- Task to carry out
Please reproduce every record, keeping each one exactly as written.

[[ The records, beginning ]]

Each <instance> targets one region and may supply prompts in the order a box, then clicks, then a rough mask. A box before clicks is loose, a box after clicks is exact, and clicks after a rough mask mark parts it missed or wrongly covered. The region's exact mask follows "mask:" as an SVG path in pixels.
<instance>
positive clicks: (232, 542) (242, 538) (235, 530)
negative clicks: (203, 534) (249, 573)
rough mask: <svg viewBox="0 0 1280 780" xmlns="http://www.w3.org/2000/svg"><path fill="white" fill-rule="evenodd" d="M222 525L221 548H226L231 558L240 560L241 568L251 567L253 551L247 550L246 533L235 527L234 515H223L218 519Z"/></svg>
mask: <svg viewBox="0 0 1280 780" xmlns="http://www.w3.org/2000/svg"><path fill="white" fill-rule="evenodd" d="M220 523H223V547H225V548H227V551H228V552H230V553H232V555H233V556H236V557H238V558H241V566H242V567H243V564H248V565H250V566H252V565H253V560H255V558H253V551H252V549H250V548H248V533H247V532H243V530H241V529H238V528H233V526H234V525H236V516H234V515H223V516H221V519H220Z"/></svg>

[[ The records, end ]]

- Reply to the task
Each <instance> targets one region and may supply prompts in the order a box, then clicks, then a rough mask. A box before clicks is loose, a box after clicks is exact, and clicks after a rough mask mark parts it missed or wrongly covered. The region's exact mask follows "mask:" as an SVG path in pixels.
<instance>
positive clicks: (232, 542) (242, 538) (235, 530)
negative clicks: (203, 534) (249, 573)
rough mask: <svg viewBox="0 0 1280 780" xmlns="http://www.w3.org/2000/svg"><path fill="white" fill-rule="evenodd" d="M222 525L221 548H226L231 558L240 560L241 568L251 567L253 551L247 550L246 533L235 527L234 515H223L218 519Z"/></svg>
mask: <svg viewBox="0 0 1280 780" xmlns="http://www.w3.org/2000/svg"><path fill="white" fill-rule="evenodd" d="M220 523H223V547H225V548H227V551H228V552H230V553H232V555H233V556H236V557H238V558H241V566H242V567H243V564H248V565H250V566H252V565H253V560H255V558H253V551H252V549H250V548H248V533H247V532H243V530H241V529H238V528H233V526H234V525H236V516H234V515H223V516H221V519H220Z"/></svg>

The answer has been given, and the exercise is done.